Pick out every line in the records below that contains the string "mast" and copy each one.

Data extracted from a collection:
----

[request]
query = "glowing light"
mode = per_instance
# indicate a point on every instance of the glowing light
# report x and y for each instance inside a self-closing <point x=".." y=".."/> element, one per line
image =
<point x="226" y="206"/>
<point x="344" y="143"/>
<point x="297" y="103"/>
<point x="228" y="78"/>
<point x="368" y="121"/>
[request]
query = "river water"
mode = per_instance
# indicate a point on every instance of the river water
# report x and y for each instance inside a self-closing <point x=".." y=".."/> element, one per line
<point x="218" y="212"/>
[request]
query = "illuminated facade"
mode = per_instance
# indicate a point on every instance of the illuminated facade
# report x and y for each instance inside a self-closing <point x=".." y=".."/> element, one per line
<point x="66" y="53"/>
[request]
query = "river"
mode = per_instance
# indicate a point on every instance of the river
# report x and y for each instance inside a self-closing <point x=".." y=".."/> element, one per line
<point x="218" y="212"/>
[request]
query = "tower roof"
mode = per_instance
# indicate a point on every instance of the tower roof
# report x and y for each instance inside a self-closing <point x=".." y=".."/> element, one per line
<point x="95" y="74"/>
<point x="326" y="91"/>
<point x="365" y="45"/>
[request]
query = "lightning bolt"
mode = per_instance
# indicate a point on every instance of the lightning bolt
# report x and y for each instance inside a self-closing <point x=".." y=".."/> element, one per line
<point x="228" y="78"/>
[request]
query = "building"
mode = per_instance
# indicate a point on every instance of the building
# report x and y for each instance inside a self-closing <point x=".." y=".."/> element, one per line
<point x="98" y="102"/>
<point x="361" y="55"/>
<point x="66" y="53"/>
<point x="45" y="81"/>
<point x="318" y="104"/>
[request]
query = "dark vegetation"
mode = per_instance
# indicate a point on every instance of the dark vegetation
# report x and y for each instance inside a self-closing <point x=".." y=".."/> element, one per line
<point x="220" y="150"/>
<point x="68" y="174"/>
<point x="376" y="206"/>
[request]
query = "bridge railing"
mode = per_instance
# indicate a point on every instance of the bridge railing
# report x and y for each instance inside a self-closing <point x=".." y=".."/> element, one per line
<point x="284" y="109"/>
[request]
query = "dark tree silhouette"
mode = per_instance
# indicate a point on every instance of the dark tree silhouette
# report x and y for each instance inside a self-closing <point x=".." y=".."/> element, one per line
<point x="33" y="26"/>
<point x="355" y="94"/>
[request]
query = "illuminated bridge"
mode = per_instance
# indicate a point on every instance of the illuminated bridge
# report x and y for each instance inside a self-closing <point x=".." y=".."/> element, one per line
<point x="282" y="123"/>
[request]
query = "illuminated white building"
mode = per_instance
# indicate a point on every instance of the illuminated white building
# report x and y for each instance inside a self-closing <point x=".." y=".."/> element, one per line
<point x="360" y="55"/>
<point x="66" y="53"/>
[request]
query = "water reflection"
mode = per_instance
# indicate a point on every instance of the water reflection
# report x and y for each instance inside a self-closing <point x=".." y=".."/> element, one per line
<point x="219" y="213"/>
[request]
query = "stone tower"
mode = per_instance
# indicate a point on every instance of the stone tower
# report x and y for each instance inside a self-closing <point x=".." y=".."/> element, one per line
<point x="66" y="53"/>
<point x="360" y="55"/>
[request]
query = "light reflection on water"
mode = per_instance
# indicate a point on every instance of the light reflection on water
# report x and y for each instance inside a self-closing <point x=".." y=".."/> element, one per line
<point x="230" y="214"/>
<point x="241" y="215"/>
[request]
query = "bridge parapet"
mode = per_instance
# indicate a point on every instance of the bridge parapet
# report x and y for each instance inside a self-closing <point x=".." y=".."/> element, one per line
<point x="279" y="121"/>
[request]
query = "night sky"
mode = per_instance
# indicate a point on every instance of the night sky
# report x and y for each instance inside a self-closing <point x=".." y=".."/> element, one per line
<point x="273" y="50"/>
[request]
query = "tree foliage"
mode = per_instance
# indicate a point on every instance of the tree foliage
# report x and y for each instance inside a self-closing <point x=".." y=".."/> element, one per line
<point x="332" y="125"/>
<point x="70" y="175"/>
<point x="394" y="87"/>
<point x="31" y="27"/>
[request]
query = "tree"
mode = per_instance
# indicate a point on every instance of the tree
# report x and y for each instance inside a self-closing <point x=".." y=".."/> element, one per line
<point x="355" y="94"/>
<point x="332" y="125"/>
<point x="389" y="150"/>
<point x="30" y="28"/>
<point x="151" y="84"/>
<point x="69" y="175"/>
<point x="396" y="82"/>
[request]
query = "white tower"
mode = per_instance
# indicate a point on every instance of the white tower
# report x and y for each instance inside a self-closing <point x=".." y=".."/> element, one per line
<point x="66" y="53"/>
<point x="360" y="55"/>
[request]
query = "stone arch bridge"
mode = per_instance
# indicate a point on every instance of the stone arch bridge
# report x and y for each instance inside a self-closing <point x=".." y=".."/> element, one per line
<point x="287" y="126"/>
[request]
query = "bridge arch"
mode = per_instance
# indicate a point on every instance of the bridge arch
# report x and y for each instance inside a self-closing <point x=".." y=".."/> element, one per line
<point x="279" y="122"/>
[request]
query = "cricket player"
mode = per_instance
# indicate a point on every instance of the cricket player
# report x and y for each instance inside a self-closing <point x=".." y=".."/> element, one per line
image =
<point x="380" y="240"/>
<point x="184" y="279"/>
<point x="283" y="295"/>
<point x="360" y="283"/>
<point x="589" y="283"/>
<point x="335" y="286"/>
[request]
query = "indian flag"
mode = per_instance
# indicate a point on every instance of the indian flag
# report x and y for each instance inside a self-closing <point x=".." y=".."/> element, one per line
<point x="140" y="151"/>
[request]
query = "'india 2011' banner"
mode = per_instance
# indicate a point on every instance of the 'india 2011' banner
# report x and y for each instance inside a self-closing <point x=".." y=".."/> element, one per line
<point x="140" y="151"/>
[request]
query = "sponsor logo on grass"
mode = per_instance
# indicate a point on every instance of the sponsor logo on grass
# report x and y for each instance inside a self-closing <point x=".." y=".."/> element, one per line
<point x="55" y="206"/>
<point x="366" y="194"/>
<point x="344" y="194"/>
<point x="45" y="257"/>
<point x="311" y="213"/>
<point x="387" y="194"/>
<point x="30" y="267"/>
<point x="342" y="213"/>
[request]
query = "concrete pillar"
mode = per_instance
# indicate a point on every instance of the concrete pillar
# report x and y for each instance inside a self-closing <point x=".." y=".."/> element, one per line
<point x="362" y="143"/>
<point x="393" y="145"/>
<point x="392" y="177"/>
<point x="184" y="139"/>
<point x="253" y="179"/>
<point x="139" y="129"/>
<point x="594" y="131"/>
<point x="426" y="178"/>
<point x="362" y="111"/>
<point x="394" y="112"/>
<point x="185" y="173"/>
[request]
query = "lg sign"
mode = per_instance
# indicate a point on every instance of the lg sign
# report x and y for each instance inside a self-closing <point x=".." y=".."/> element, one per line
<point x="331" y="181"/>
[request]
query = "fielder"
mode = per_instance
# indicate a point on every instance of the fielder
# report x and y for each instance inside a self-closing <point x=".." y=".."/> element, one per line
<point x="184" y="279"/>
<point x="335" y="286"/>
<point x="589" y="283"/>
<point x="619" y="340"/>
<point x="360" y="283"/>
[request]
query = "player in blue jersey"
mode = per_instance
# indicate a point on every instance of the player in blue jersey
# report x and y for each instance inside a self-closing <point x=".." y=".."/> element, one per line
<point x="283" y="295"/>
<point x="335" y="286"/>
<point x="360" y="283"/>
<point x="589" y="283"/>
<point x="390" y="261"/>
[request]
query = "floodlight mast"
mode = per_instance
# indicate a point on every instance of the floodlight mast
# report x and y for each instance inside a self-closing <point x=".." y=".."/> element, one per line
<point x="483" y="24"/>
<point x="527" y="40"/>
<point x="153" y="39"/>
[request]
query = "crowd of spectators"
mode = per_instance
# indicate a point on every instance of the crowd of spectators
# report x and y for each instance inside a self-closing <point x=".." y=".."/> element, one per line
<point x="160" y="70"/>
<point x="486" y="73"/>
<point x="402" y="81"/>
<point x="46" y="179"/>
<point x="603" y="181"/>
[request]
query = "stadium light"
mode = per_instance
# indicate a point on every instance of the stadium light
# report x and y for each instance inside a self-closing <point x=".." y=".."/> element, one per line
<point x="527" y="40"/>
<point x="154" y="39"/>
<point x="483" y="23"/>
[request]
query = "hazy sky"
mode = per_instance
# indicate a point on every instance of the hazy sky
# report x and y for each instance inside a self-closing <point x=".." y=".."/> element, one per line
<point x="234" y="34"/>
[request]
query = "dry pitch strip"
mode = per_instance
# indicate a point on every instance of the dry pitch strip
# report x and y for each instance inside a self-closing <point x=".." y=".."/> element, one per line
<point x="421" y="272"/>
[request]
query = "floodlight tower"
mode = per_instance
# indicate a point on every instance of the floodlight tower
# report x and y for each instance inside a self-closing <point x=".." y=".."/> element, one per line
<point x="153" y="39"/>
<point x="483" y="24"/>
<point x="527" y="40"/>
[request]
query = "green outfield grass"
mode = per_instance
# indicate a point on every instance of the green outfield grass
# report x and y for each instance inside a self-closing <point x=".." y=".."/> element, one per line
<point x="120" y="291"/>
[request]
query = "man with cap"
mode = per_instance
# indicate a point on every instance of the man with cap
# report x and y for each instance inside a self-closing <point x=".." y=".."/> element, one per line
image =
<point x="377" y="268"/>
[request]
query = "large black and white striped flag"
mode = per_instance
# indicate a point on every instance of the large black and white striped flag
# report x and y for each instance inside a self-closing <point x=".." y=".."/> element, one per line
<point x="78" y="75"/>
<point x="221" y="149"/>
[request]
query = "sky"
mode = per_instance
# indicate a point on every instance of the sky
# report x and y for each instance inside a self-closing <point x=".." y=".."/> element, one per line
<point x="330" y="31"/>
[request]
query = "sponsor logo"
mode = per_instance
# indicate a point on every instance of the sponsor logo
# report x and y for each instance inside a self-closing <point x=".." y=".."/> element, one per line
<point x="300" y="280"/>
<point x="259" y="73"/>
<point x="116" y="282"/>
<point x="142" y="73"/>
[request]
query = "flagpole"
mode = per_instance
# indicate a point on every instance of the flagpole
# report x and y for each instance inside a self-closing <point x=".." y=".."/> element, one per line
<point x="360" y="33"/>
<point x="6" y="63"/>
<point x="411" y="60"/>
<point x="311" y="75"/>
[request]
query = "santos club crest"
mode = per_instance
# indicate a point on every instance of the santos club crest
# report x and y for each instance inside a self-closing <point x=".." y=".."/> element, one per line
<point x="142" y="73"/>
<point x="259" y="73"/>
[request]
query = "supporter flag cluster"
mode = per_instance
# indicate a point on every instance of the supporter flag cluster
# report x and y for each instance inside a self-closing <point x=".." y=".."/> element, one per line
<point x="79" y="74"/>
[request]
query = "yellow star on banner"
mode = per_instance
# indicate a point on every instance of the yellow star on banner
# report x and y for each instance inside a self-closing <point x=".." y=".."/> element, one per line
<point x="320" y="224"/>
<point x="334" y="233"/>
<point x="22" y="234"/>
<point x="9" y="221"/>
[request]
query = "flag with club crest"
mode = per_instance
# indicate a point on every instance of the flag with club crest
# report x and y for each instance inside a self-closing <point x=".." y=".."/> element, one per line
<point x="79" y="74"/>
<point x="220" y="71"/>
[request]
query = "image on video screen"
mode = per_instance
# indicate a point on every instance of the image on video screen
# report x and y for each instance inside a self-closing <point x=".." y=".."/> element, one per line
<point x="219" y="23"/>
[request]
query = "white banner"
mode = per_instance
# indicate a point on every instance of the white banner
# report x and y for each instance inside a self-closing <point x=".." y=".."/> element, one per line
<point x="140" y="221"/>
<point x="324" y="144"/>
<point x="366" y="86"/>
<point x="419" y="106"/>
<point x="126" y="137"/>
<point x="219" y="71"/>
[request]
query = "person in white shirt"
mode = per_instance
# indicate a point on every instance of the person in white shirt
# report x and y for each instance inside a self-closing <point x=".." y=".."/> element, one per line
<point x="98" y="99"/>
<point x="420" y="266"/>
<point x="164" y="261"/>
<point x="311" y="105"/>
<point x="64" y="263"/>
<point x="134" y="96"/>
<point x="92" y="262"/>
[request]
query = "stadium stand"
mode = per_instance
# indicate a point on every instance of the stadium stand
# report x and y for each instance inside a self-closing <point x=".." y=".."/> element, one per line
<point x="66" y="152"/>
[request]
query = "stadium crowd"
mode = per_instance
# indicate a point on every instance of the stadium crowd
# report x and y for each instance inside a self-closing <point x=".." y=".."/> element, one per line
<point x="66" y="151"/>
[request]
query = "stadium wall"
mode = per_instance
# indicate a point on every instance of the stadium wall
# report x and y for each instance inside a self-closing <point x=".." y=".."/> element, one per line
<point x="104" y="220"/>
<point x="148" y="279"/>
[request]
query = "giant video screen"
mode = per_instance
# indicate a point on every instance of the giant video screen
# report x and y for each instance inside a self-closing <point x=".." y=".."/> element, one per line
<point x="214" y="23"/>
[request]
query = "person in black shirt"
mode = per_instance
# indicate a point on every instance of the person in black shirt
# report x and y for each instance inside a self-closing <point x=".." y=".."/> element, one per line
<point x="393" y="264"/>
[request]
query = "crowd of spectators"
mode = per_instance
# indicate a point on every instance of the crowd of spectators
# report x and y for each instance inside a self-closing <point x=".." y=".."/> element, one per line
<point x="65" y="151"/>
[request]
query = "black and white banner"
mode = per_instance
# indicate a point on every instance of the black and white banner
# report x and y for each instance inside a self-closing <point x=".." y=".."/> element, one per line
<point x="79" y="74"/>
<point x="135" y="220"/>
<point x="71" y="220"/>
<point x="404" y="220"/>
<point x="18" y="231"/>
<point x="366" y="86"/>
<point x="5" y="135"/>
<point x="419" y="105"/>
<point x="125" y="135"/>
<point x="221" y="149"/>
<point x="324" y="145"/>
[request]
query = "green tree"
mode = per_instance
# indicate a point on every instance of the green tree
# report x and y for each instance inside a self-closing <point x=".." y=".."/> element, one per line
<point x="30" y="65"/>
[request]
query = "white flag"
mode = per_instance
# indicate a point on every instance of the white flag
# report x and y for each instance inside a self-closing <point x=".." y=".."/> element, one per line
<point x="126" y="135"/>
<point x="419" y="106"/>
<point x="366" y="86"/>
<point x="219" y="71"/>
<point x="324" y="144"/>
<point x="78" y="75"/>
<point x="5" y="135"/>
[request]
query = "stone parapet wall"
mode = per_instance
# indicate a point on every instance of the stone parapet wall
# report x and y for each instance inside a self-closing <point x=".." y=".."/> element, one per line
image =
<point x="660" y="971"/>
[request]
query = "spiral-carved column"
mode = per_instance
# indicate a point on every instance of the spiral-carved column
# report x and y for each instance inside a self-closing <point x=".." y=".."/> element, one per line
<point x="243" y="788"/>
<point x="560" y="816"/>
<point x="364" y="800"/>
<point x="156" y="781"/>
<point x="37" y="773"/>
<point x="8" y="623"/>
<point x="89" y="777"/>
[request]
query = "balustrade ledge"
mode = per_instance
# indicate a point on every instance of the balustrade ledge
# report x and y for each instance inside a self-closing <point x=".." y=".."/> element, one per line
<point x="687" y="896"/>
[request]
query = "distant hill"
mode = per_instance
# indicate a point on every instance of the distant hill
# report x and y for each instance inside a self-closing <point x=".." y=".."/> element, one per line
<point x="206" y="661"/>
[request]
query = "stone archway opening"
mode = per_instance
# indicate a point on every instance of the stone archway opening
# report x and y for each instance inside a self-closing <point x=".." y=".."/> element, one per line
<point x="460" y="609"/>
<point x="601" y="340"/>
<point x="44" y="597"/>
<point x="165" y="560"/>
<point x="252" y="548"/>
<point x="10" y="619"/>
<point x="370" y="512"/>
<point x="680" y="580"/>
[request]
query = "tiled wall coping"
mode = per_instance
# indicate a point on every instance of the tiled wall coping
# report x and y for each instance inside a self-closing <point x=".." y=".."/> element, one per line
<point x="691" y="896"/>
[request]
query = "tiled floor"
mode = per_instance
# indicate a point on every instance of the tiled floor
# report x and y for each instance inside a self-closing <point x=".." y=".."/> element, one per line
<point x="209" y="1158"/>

----

# Response to this task
query = "floodlight mast"
# indicate a point on every instance of the floodlight mast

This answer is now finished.